▶ TEXT SECTION
────────────────────

When I was first learning abstract algebra, the professor gave the usual sequence of results for polynomials over a field: the Division Algorithm, the Remainder Theorem, and the Factor Theorem, followed by the Corollary that if $D$ is an integral domain, and $E$ is any integral domain that contains $D$, then a polynomial of degree $n$ with coefficients in $D$ has at most $n$ distinct roots in $E$.

He then challenged us, as a homework, to go over the proof of the Factor Theorem and to point out exactly which, where, and how the axioms of a field used in the proof.

Every single one of us missed the fact that commutativity is used.

────────────────────

▶ TASK SET
a – Can you give the records below again with "service" swapped out for "endpoint" and nothing else changed?
b – Can you pick up the recollection about the Factor Theorem homework and carry it on from its last sentence?

────────────────────

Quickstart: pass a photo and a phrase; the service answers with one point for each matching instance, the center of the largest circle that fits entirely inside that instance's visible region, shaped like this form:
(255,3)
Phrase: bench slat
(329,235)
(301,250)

────────────────────

▶ RESPONSES IN ORDER
a –
Quickstart: pass a photo and a phrase; the endpoint answers with one point for each matching instance, the center of the largest circle that fits entirely inside that instance's visible region, shaped like this form:
(255,3)
Phrase: bench slat
(329,235)
(301,250)

b –
Here's the issue: the division algorithm (on either side), *does* hold in $\mathbb{H}[x]$ (in fact, over any ring, commutative or not, in which the leading coefficient of the divisor is a unit). So given a polynomial $p(x)$ with coefficients in $\mathbb{H}$, and a nonzero $a(x)\in\mathbb{H}[x]$, there exist unique $q(x)$ and $r(x)$ in $\mathbb{H}[x]$ such that $p(x) = q(x)a(x) + r(x)$, and $r(x)=0$ or $\deg(r)\lt\deg(a)$. (There also exist unique $q'(x)$ and $s(x)$ such that $p(x) = a(x)q'(x) + s(x)$ and $s(x)=0$ or $\deg(s)\lt\deg(a)$.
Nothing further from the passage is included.